**Anforderung 1**
Drucken Sie aus den Leserkommentaren zur SPD alles ab „Kurt Schröder /“ bis hinunter zu „Sicht fahren darf.“ wortgetreu ab.
**Anforderung 2**
Welche drei Personen wären laut Klaus Peter in den Leserkommentaren zur SPD seine Favoriten gewesen?
**Anforderung 3**
Übersetzen Sie den Satz „Bei drei Kapitänen kann man sich immer irgendwie herausreden.“ aus den Leserkommentaren zur SPD ins Englische.

**Textauszug**
================================

Klaus Peter / 03.06.2019

Schade eigentlich! Stegner, Chebli und Kevin wären meine Favoriten gewesen ;-)

Alexander Seiffert / 03.06.2019

(1/2) Das einzige was die SPD noch retten kann: Fundamentalopposition zu den Grünen. Was wir derzeit erleben ist ganz einfache Polit-Karrierestrategie: Das SPD-Spitzenpersonal (Schulz, Scholz, Weil, ...) hält bei der Frage um Nahles Erbe die Füße still, weil sie zu weit vorn sind, um bei der schlechten Aussicht auf Erfolg sich die Blöße zu geben. Das ist aktuell nach Nahles Rücktritt so, war aber auch schon in den Tagen davor der Fall, als Nahles keinen Gegenkandidaten für ihr Amt fand. Deshalb besteht die Troika auch gänzlich aus 2. Reihe. Solchen, deren Karriere ihre Zeit zu einem Zeitpunkt gekommen sah, der jetzt immer mehr in den Schatten der totalen Abwahl droht zu wandern. Kurz: Sie haben nichts zu verlieren. Können nur gewinnen. Dieses Verhalten löst natürlich keines der SPD-Kernprobleme. Im Gegenteil, diese komplette Gleichgültigkeit gegenüber dem Erbe einer 156-jährigen Institution, dürfte man als eines der vielen Symptome jener Krankheit bezeichnen, welche die SPD befallen hat. Die gesamte Partei, vom Vorsitz bis zum Kreisverband hat ihre Vitalität verloren. Davon zeugt: In Angesicht dessen, dass nach der besagten 2. Reihe niemand mehr kommt, der sich wird irgendwo profilieren können, wird das Kernproblem immer noch nicht thematisiert. Dabei würde ein einfacher Blick auf die Prozentgewinne und -Verluste ausreichen: Die Grünen. Sie sind der SPD nicht einfach ein Stachel im Bein, oder Blutsauger. Nein die passendste Analogie aus der Natur, ist die der Larve welche die gallische Feldwespe befällt, sich langsam von ihrem Blut ernährt und irgendwann beginnt das Verhalten der Wespe zu ihrem Willen zu unterwerfen, bis diese schließlich stirbt. Diese Analogie fußt auf Folgendem:

Kurt Schröder / 03.06.2019

“Mit der Troika in die große Stadt, die so viele Häuser hat ...” Wenn die SPD so weiterregiert fahren wir alle bald nur noch mit der Rikscha in die Stadt, Kalkutta lässt grüßen…

Frank Volkmar / 03.06.2019

Es traut sich eben keiner auf der Brücke der Titanic das Ruder zu übernehmen. Bei drei Kapitänen kann man sich immer irgendwie herausreden. Logisch, wenn man unter der Führung von Merkel nicht mehr navigiert, sondern nur noch auf Sicht fahren darf.

================================

**Bereitgestellte Datensätze**

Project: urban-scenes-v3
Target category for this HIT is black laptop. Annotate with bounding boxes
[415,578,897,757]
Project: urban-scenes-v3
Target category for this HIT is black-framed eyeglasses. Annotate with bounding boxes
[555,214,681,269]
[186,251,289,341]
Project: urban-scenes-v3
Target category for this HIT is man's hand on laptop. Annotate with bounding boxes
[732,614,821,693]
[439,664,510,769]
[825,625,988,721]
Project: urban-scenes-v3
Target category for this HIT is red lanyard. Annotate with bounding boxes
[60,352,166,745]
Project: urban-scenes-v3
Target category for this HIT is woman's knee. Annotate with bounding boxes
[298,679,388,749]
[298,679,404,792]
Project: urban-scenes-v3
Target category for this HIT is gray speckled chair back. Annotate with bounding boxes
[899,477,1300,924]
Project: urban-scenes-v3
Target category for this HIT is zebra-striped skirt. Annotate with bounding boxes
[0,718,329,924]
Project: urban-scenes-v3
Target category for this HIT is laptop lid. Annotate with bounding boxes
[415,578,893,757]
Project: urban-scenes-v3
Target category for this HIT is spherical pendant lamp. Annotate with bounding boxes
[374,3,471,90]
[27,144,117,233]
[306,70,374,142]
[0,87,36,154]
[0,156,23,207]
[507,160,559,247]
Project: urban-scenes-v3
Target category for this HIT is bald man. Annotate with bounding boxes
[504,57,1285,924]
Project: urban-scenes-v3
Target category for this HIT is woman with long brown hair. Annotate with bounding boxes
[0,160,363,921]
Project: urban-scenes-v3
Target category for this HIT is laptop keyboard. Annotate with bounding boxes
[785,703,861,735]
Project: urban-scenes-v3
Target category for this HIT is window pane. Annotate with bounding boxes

================================

**Antwortbereich 1**
Kurt Schröder / 03.06.2019

“Mit der Troika in die große Stadt, die so viele Häuser hat ...” Wenn die SPD so weiterregiert fahren wir alle bald nur noch mit der Rikscha in die Stadt, Kalkutta lässt grüßen…

Frank Volkmar / 03.06.2019

Es traut sich eben keiner auf der Brücke der Titanic das Ruder zu übernehmen. Bei drei Kapitänen kann man sich immer irgendwie herausreden. Logisch, wenn man unter der Führung von Merkel nicht mehr navigiert, sondern nur noch auf Sicht fahren darf.

**Antwortbereich 2**
Stegner, Chebli und Kevin.

**Antwortbereich 3**
With three captains, one can always somehow talk one's way out of it.